PASSAGE »
==========
# Source 1/150 scale railings and ladders?



## jerome morris (May 27, 2008)

Hello all,
I’m trying to find a source.
Does anyone know of any?


----------



## tugfan (Jul 16, 2010)

I know Aber makes railings and stairs in 1/150 scale.

Ton


----------



## jerome morris (May 27, 2008)

tugfan said:


> I know Aber makes railings and stairs in 1/150 scale.
> 
> Ton


Excellent!
Thank you so much.


----------



## loco (Dec 10, 2010)

Plastruct make. I think, 1;100 and 1;200.

Martyn


----------



## jerome morris (May 27, 2008)

Thanks Martin.
I’ll investigate that further.


----------



## jerome morris (May 27, 2008)

I’ve tried to contact Aber photo etch and it get bounced back to me as an #501 Internal server error.
Does anyone know of a model supplier that may carry this line of products?
==========
DATA RECORDS »
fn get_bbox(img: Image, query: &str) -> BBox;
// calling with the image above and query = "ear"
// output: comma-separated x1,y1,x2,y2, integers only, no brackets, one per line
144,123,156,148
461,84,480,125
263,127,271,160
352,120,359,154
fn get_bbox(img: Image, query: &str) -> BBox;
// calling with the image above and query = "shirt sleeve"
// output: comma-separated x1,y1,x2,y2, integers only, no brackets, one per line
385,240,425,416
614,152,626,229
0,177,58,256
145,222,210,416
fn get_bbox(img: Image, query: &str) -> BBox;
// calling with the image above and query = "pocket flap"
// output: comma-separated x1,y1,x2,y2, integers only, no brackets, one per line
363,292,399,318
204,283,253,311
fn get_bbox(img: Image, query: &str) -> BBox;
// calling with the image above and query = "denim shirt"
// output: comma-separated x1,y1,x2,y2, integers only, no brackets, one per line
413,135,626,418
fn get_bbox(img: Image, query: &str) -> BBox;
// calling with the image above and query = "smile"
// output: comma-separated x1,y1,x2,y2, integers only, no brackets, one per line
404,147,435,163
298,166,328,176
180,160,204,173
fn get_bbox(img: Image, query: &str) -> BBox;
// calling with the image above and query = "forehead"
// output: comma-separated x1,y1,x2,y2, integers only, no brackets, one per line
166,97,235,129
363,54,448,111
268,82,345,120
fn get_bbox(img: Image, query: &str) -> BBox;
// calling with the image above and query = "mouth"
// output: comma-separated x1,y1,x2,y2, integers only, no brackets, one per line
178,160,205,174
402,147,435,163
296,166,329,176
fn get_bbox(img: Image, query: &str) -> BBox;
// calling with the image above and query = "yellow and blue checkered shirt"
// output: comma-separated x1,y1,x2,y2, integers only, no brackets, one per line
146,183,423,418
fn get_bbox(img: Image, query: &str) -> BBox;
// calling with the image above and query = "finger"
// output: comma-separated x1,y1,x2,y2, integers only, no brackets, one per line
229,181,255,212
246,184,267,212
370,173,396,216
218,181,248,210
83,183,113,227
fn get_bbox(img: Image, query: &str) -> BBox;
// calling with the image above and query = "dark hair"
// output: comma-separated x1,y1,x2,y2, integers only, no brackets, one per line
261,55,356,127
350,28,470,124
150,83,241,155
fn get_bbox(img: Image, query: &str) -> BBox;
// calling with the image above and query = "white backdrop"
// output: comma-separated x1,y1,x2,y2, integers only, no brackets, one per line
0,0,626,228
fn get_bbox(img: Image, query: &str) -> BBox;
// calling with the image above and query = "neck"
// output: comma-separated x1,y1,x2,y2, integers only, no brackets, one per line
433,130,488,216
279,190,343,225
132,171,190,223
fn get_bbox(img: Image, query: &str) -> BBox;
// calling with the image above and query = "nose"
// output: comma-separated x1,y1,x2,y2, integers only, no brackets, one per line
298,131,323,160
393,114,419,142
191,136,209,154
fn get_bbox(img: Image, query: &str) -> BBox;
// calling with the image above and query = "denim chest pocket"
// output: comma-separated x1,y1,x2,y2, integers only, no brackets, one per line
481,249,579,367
==========
SHORT TASK 1 » In the railings thread, which company is said to make railings and stairs in 1/150 scale?
SHORT TASK 2 » Please reproduce the railings thread word for word, starting with "I’ll investigate that" and going on through "Internal server error.".
SHORT TASK 3 » Carry the railings thread forward from its last line.
The records come from a separate source unrelated to the railings thread.

WRITTEN REPLY 1 » Aber

WRITTEN REPLY 2 »
I’ll investigate that further.


----------



## jerome morris (May 27, 2008)

I’ve tried to contact Aber photo etch and it get bounced back to me as an #501 Internal server error.

WRITTEN REPLY 3 »
----------



## tugfan (Jul 16, 2010)

Jerome, as far as I can see there are no suppliers in the US, just Europe and Australia. I suggest you try the Polish www.super-hobby.com. Choose your language, go to Accessories, than to Ship Accessories and on the left to Filter by Scale. They seem to have all you need in stock. I have no personal experience with them, but I have never heard anything bad about them.

Good luck
Ton


----------



## jerome morris (May 27, 2008)

Thank you Ton.
Appreciate it.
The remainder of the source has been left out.